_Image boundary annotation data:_

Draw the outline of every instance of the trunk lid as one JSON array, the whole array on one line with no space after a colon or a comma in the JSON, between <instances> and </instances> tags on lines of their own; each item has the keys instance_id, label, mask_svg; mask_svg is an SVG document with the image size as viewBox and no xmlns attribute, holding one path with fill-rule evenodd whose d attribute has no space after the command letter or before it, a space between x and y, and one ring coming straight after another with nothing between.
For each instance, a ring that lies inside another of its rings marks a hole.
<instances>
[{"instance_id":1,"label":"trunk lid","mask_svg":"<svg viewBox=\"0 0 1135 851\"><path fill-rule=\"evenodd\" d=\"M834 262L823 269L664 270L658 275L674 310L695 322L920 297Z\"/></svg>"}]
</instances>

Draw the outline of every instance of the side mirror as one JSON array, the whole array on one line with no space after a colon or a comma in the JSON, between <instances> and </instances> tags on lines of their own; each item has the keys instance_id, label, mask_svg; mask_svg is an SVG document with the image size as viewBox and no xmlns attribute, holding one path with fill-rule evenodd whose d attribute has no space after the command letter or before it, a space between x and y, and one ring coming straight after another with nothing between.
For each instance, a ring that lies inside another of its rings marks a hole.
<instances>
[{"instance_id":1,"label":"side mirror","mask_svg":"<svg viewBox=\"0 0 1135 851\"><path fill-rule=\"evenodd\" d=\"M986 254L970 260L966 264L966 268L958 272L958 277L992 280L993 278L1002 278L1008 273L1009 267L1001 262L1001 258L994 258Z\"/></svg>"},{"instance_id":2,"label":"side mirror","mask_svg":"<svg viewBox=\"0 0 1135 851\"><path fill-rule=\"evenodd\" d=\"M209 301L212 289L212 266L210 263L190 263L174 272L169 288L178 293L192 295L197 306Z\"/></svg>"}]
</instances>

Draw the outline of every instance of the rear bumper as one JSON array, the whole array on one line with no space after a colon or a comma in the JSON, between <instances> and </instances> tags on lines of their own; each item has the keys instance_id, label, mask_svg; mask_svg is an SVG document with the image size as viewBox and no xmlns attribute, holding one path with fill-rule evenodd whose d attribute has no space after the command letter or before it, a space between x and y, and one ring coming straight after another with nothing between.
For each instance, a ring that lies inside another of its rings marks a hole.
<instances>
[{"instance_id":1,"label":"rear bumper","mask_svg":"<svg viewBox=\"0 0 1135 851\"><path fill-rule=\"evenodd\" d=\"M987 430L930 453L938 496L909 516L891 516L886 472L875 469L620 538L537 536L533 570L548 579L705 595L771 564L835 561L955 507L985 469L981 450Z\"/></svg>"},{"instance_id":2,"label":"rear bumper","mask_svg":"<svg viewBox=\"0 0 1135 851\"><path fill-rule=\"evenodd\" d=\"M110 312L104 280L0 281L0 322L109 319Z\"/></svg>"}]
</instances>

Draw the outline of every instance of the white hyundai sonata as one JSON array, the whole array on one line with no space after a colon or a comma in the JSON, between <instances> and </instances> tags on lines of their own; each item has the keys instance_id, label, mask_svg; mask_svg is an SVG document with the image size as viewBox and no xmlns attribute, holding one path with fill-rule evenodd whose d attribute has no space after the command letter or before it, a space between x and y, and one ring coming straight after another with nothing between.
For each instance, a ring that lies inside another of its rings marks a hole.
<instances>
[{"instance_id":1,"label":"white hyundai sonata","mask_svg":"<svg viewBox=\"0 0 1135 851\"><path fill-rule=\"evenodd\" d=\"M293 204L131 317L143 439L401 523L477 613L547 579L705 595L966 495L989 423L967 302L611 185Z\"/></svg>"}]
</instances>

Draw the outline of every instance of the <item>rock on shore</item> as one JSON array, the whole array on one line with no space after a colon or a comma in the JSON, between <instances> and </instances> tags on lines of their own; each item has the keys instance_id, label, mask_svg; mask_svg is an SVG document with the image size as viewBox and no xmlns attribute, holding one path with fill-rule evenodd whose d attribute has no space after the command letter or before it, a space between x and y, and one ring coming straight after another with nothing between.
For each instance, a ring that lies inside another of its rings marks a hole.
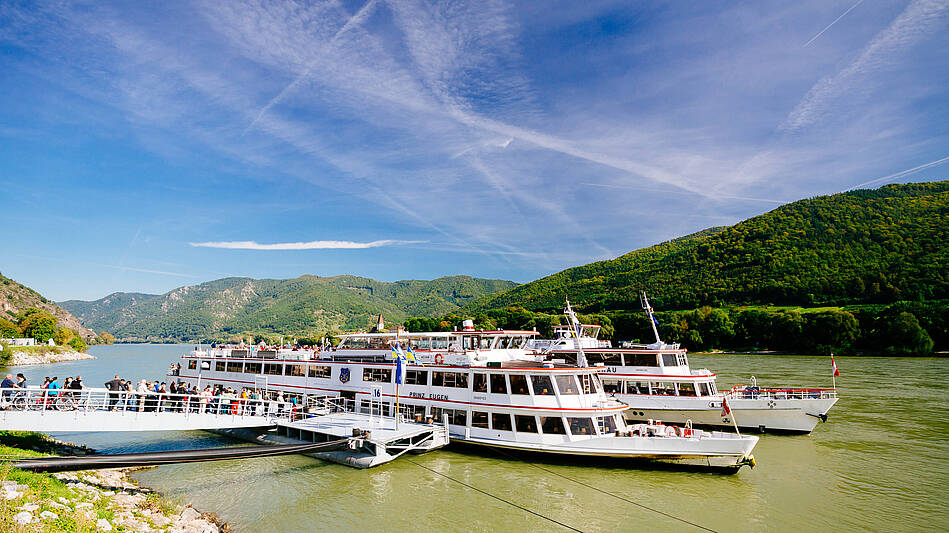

_Description of the task:_ Rewrite all of the rows above, replacing every "outline" with "contour" and leaving the rest unchanged. Omit the pictures from your answer.

_Solution to this problem:_
Draw the contour of every instance of the trunk lid as one JSON array, the whole array on one line with no space after a colon or a comma in the JSON, between <instances> and </instances> tags on lines of their own; each item has the keys instance_id, label, mask_svg; mask_svg is an SVG document with the image size as viewBox and no xmlns attribute, holding one path with fill-rule evenodd whose d attribute has no space after the command letter or before it, a space between x and y, and one ring coming straight after another with nothing between.
For each instance, a ring that lies inside another of its rings marks a hole.
<instances>
[{"instance_id":1,"label":"trunk lid","mask_svg":"<svg viewBox=\"0 0 1135 851\"><path fill-rule=\"evenodd\" d=\"M834 262L823 269L664 270L658 275L674 310L695 322L920 297Z\"/></svg>"}]
</instances>

Draw the contour of every instance of the side mirror as one JSON array, the whole array on one line with no space after a colon or a comma in the JSON, between <instances> and </instances> tags on lines of their own; each item has the keys instance_id, label, mask_svg; mask_svg is an SVG document with the image size as viewBox and no xmlns attribute, holding one path with fill-rule evenodd whose d attribute has no space after the command letter or before it, a space between x and y, and one ring coming straight after another with nothing between.
For each instance, a ring that lies inside another of its rings marks a hole.
<instances>
[{"instance_id":1,"label":"side mirror","mask_svg":"<svg viewBox=\"0 0 1135 851\"><path fill-rule=\"evenodd\" d=\"M986 254L970 260L966 264L966 268L958 272L958 277L992 280L993 278L1002 278L1008 273L1009 267L1001 262L1001 258L994 258Z\"/></svg>"},{"instance_id":2,"label":"side mirror","mask_svg":"<svg viewBox=\"0 0 1135 851\"><path fill-rule=\"evenodd\" d=\"M209 301L212 289L212 266L210 263L190 263L174 272L169 288L178 293L192 295L197 306Z\"/></svg>"}]
</instances>

Draw the contour of every instance of the rear bumper as one JSON array, the whole array on one line with no space after a colon or a comma in the JSON, between <instances> and </instances> tags on lines of their own; each item has the keys instance_id, label, mask_svg; mask_svg is an SVG document with the image size as viewBox and no xmlns attribute, holding one path with fill-rule evenodd whose d attribute has no space after the command letter or before it, a space between x and y, and one ring coming straight after another with nothing between.
For each instance, a ring that lies inside another of its rings marks a hole.
<instances>
[{"instance_id":1,"label":"rear bumper","mask_svg":"<svg viewBox=\"0 0 1135 851\"><path fill-rule=\"evenodd\" d=\"M987 430L930 453L938 496L909 516L891 516L886 472L875 469L620 538L537 536L533 570L548 579L705 595L771 564L835 561L955 507L985 469L981 450Z\"/></svg>"},{"instance_id":2,"label":"rear bumper","mask_svg":"<svg viewBox=\"0 0 1135 851\"><path fill-rule=\"evenodd\" d=\"M110 312L104 280L0 281L0 322L109 319Z\"/></svg>"}]
</instances>

Draw the contour of every instance of the white hyundai sonata as one JSON array, the whole array on one line with no space after a colon or a comma in the JSON, between <instances> and </instances> tags on lines of their own; each item has the keys instance_id, label, mask_svg; mask_svg is an SVG document with the image size as viewBox and no xmlns attribute, holding one path with fill-rule evenodd whose d attribute has no space after the command letter or before it, a space between x and y, and one ring coming straight after another with nothing between.
For each instance, a ring that lies inside another of its rings marks a hole.
<instances>
[{"instance_id":1,"label":"white hyundai sonata","mask_svg":"<svg viewBox=\"0 0 1135 851\"><path fill-rule=\"evenodd\" d=\"M293 204L131 317L143 439L401 523L477 613L547 579L705 595L966 495L989 423L967 302L611 185Z\"/></svg>"}]
</instances>

Draw the contour of every instance of the <item>rock on shore</item> as one JSON array, the whole array on one line with no space after a colon or a comma in the JSON, between <instances> and </instances> tags on lines of their own; each item has the keys instance_id, label, mask_svg; mask_svg is an SVG document with the image size as viewBox and no xmlns attribute, holding one path with fill-rule evenodd whose d attribute has no space after the command letter or before it, a space between x and y, and one ring coming straight after another with nothing between.
For each instance, a ring that lies inside another of its rings marks a hole.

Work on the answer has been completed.